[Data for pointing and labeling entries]
◇ ◇ ◇ ◇ ◇

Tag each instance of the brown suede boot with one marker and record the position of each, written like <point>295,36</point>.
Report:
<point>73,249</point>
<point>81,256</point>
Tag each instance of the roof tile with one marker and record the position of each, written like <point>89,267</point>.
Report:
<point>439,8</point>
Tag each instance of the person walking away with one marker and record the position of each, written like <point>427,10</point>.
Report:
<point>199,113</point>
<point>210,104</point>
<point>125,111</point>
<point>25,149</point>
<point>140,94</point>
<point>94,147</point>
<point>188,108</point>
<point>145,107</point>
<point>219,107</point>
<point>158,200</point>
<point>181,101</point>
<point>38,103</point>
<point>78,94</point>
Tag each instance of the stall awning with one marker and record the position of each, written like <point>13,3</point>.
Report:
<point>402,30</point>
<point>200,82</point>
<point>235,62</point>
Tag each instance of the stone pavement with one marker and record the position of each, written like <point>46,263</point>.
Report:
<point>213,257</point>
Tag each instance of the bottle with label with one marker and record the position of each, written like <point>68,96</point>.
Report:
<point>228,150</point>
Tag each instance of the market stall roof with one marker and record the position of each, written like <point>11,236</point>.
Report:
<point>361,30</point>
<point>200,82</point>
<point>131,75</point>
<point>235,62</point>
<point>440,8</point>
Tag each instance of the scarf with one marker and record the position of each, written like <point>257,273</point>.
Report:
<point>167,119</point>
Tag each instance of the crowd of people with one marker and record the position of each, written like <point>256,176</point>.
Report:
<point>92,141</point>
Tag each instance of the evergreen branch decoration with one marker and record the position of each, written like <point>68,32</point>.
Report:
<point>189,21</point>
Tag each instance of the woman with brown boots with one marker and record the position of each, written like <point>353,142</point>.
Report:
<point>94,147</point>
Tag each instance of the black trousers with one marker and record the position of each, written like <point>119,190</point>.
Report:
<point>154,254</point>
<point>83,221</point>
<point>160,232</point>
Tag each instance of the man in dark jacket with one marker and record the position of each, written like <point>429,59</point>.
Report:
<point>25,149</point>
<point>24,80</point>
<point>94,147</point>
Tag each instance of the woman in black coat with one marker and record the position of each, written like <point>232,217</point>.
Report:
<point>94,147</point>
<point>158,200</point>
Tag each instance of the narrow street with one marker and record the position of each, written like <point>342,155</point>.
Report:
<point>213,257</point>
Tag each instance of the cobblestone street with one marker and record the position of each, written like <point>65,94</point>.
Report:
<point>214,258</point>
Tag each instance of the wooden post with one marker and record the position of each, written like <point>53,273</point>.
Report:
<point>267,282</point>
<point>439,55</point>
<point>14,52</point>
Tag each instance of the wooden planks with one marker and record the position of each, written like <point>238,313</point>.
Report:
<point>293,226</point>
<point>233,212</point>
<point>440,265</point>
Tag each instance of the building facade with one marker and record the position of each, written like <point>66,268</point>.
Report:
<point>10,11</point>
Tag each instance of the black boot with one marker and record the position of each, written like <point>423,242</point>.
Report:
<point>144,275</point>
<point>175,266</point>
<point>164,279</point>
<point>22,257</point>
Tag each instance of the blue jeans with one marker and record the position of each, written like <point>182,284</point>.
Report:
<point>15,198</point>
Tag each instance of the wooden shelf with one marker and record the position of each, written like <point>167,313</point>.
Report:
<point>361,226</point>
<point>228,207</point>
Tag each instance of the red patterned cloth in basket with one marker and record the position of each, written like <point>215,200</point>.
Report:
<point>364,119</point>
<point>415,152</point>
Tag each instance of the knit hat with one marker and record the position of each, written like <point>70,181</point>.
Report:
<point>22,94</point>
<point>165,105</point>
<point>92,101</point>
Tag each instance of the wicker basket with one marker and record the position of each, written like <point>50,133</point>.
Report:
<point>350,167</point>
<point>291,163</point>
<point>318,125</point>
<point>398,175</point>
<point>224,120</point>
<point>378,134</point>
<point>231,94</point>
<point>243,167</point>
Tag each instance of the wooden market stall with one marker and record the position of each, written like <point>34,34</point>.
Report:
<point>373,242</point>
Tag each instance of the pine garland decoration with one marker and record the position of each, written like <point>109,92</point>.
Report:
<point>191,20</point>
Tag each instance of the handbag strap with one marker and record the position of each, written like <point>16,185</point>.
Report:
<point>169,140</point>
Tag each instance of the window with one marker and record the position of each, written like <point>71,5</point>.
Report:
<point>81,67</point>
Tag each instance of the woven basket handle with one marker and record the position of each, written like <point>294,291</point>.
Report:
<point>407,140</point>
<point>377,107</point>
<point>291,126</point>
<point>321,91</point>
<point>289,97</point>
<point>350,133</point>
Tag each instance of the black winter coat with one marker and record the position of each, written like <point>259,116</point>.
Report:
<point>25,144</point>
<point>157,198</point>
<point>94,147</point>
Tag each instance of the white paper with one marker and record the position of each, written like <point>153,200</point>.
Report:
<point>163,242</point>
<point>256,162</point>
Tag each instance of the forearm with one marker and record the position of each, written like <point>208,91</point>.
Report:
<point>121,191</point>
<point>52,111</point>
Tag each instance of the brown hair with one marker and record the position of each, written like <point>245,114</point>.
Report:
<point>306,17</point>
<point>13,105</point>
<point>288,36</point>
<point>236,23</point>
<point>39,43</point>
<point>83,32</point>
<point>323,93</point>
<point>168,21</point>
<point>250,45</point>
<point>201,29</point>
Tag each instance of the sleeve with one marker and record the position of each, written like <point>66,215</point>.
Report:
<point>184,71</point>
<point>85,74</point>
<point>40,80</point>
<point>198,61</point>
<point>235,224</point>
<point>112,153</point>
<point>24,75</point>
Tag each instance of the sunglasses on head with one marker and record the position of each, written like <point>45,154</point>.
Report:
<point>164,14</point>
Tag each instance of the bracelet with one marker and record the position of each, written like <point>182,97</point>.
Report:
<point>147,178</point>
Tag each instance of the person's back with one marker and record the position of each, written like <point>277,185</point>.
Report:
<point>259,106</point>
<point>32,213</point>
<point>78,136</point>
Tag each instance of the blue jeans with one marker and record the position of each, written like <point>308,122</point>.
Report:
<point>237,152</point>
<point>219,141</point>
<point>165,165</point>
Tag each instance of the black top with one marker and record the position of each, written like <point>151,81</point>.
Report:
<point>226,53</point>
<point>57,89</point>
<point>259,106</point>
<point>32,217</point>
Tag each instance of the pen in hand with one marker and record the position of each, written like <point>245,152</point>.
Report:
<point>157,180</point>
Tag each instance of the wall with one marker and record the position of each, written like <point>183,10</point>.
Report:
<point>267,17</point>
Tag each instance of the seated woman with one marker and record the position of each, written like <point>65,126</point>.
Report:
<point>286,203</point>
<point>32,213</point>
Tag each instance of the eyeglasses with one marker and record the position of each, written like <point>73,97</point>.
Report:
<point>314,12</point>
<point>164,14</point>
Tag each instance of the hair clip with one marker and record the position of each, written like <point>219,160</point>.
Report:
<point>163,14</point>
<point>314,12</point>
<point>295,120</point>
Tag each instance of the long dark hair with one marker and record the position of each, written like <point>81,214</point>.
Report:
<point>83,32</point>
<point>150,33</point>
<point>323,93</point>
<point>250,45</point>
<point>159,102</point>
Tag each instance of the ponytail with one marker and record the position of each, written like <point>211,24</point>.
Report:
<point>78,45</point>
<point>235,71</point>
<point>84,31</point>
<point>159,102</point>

◇ ◇ ◇ ◇ ◇

WHAT NEEDS TO BE DONE: Reproduce the data verbatim from the beginning down through the line containing "<point>439,8</point>", including both ends.

THE SOLUTION:
Tag each instance of the brown suede boot with one marker and record the position of each, written like <point>295,36</point>.
Report:
<point>73,249</point>
<point>81,256</point>
Tag each instance of the roof tile with one marker and record the position of each, written like <point>89,267</point>.
Report:
<point>439,8</point>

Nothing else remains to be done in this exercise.